### Written request
Return every line of the material below, unchanged and in the same order.

### Data in this exercise
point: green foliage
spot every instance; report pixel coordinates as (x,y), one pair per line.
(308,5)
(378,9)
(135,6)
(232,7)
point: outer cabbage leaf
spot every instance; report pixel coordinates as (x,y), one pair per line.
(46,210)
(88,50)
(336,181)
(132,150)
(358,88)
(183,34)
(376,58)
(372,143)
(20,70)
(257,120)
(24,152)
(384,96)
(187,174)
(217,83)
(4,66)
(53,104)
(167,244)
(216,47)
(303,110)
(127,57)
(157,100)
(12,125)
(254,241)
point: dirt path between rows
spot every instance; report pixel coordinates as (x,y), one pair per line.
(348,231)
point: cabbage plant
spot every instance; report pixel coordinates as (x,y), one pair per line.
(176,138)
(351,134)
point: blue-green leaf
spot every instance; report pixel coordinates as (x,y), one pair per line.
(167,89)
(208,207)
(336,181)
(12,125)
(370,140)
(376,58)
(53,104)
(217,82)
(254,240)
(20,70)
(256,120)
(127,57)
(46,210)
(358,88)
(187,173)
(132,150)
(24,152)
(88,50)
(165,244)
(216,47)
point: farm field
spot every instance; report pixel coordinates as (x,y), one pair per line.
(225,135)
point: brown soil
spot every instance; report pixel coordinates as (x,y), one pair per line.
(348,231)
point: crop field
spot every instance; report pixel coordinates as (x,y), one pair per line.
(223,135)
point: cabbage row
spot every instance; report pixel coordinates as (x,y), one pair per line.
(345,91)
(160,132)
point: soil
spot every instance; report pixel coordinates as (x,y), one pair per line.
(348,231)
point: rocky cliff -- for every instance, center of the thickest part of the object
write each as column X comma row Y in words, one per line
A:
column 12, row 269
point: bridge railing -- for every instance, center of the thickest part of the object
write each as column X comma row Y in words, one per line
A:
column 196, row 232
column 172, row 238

### Written response
point: green foliage
spot every instance; report pixel coordinates as (x,y), one pair per line.
(308,5)
(378,9)
(135,6)
(232,7)
point: outer cabbage leaf
spot every instance; report pixel coordinates as (x,y), one pair per line.
(46,210)
(88,50)
(336,181)
(132,150)
(358,88)
(183,34)
(376,58)
(372,143)
(20,70)
(257,120)
(24,152)
(384,96)
(187,174)
(217,83)
(4,66)
(53,104)
(167,244)
(216,47)
(303,110)
(127,57)
(157,100)
(12,125)
(254,241)
point: dirt path between rows
spot every instance; report pixel coordinates as (x,y), one pair per line.
(348,231)
point: cabbage plant
spot every instance; report pixel coordinates as (x,y), one pair per line.
(176,138)
(351,134)
point: blue-green leaf
spot every instance; report pixel coordinates as (x,y), one pair per line.
(167,89)
(208,207)
(336,181)
(12,125)
(370,140)
(376,58)
(53,104)
(217,82)
(254,240)
(20,70)
(256,120)
(127,57)
(46,210)
(358,88)
(187,173)
(132,150)
(24,152)
(88,50)
(165,244)
(216,47)
point: farm field
spot every instance; report pixel coordinates as (x,y), one pair per line.
(225,135)
point: brown soil
spot every instance; report pixel coordinates as (x,y), one pair per line.
(348,231)
point: crop field
spot every instance; report pixel coordinates as (x,y), one pair per line.
(223,135)
point: cabbage row
spot every instance; report pixel coordinates as (x,y), one pair per line.
(345,91)
(160,132)
point: soil
spot every instance; report pixel coordinates as (x,y), one pair per line.
(348,231)
point: rocky cliff -- for every instance, center of the thickest part of the object
write each as column X comma row Y in words, one per line
A:
column 12, row 269
point: bridge railing -- for every instance, center of the thickest part of the object
write each as column X comma row Y in words, one per line
A:
column 196, row 232
column 172, row 238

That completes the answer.